## AIM OF THE TASK
When you reach the line containing "Target: bridge support column" in the data below, reproduce it and every line that follows, exactly and without additions.

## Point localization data

--- START ---

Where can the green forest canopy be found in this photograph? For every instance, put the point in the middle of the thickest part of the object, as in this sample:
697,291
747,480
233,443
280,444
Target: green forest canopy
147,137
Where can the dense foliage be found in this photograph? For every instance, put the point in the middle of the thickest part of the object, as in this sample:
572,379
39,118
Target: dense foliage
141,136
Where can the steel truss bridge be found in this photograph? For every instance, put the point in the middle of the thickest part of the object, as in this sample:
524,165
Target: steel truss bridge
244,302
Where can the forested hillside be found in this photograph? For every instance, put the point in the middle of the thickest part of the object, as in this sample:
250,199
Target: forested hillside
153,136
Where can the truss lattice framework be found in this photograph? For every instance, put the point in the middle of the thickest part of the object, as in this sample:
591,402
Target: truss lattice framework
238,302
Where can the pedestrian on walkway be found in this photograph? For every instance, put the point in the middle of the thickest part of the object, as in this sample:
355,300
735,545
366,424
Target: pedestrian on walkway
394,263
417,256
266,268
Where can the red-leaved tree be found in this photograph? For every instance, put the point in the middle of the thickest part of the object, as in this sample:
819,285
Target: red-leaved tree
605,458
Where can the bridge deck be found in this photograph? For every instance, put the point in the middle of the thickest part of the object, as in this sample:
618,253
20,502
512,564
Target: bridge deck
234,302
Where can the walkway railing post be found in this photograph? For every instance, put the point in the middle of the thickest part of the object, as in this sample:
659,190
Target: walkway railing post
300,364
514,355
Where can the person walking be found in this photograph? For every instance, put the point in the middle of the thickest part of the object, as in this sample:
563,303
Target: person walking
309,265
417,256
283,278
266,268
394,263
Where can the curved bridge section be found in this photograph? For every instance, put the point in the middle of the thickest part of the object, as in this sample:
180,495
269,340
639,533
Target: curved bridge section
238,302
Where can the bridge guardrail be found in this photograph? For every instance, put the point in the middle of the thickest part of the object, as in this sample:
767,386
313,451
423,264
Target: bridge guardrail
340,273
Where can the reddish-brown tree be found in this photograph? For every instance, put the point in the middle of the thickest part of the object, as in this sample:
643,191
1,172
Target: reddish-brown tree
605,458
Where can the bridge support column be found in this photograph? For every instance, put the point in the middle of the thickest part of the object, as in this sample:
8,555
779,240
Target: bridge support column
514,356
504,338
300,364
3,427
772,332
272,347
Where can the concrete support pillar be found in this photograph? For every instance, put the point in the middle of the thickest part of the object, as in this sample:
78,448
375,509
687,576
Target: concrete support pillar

--- END ---

## FINISHED EXERCISE
Target: bridge support column
514,356
504,338
300,364
3,427
772,332
272,347
Where can the concrete support pillar be found in this photograph? For every instance, put the point in the middle of the thickest part of the object, as in this sample:
78,448
375,509
687,576
Target: concrete support pillar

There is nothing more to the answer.